• [Stated exercise]: In the trigonometric identity discussion, what is the value 1 on the left side changed into under the first method?

# Verify the identity 1+sinx=cos(90-x)+ cot45

*print*Print*list*Cite

### 2 Answers

We have to prove that 1+ sin x = cos( 90 - x) + cot 45

Let's start with cos( 90 - x) + cot 45

cos (90 - x) - cot 45

cos 45 = sin 45 = 1/sqrt 2 , cos (90 - x) = sin x

=> sin x + cot 45

=> sin x + 1

which is the left hand side.

**This proves that sin 45 + 1 = cos (90 - x) + cot 45.**

There are 2 methods, at least to prove the identity.

One method is to manage only the left side, changing the value 1 into sin 90. Then, we'll transform teh sum into a product.

The other method is to manage only the right side and to expand the cosine of the difference.

cos (90 - x) = cos 90*cos x + sin 90*sin x

cos 90 = 0 and sin 90 = 1

cos (90 - x) = 0*cos x + 1*sin x

cos (90 - x) = sin x

cot 45 = 1

We'll substitute the terms from the right side and we'll get:

1 + sin x = sin x + 1

**The addition is commutative and LHS = RHS=> the given identity,1+sinx=cos(90-x)-cot45, is true.**

Dataset records about object locations

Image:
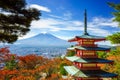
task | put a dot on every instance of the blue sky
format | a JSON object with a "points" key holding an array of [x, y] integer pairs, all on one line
{"points": [[64, 18]]}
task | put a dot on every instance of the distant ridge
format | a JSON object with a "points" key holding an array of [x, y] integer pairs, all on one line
{"points": [[43, 39]]}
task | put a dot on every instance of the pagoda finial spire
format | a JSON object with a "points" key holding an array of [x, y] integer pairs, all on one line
{"points": [[85, 23]]}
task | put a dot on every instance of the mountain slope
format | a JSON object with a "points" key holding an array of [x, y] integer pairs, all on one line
{"points": [[44, 40]]}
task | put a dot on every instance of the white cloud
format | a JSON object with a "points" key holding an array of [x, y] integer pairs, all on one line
{"points": [[42, 8], [67, 15], [95, 26]]}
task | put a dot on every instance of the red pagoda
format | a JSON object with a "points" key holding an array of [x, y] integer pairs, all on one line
{"points": [[85, 61]]}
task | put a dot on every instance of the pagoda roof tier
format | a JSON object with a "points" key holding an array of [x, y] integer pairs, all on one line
{"points": [[88, 60], [89, 48], [91, 37], [72, 70]]}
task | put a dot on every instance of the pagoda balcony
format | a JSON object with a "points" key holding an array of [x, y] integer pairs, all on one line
{"points": [[87, 56], [87, 68], [87, 45]]}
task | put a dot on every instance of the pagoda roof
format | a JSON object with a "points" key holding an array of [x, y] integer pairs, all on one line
{"points": [[89, 48], [88, 73], [88, 60], [97, 38]]}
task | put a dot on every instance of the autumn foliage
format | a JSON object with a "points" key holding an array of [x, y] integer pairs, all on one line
{"points": [[29, 67]]}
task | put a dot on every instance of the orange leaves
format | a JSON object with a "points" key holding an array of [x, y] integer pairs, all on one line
{"points": [[23, 78], [5, 54], [30, 61]]}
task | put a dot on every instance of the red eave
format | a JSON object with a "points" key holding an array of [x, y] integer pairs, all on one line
{"points": [[78, 38]]}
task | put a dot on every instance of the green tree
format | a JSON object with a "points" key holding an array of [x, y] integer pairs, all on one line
{"points": [[114, 38], [15, 19], [11, 64], [117, 13]]}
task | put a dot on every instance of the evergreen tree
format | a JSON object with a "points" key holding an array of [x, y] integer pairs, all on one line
{"points": [[15, 19], [114, 38], [117, 13]]}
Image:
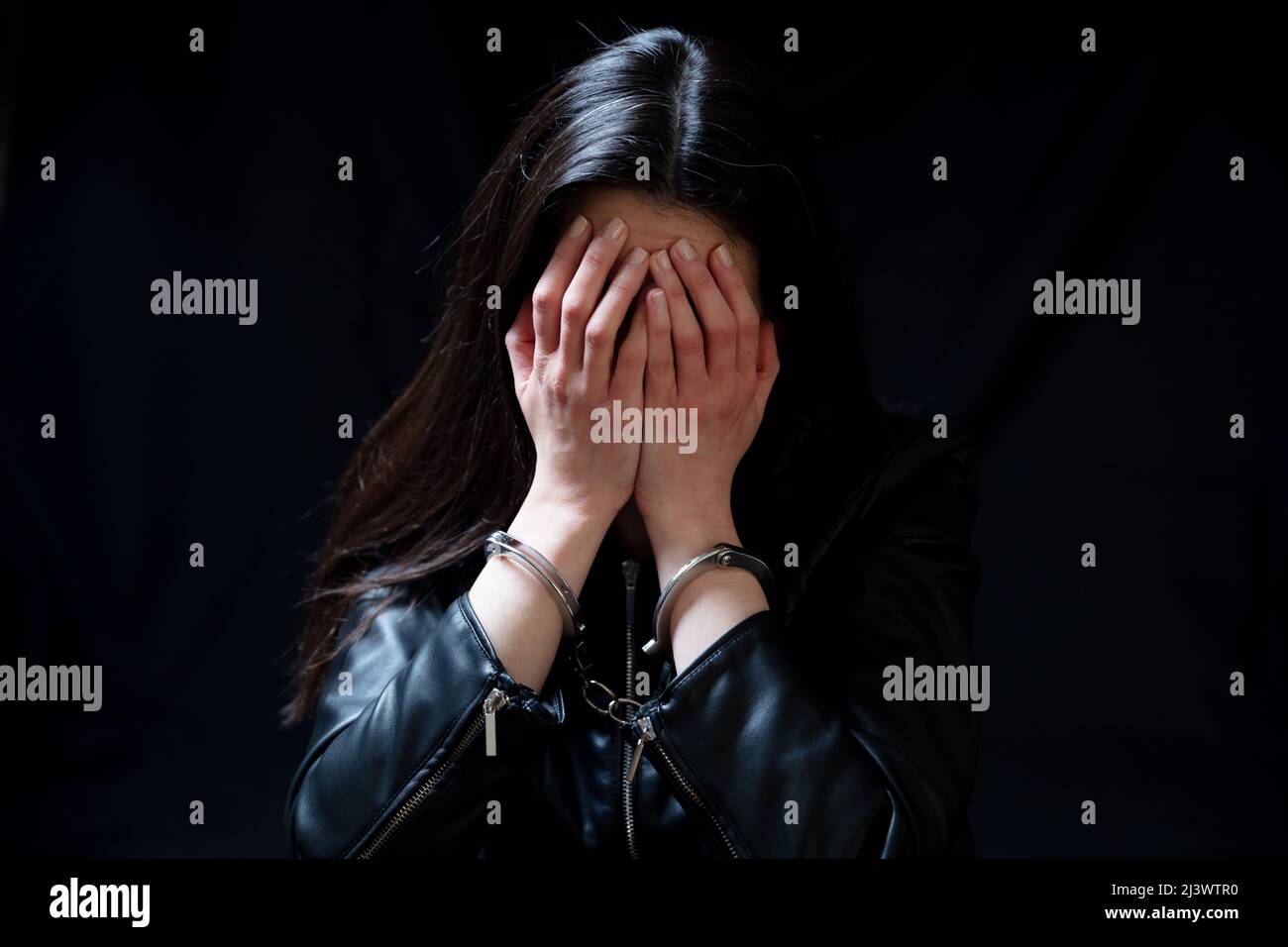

• [Final answer]: sin 90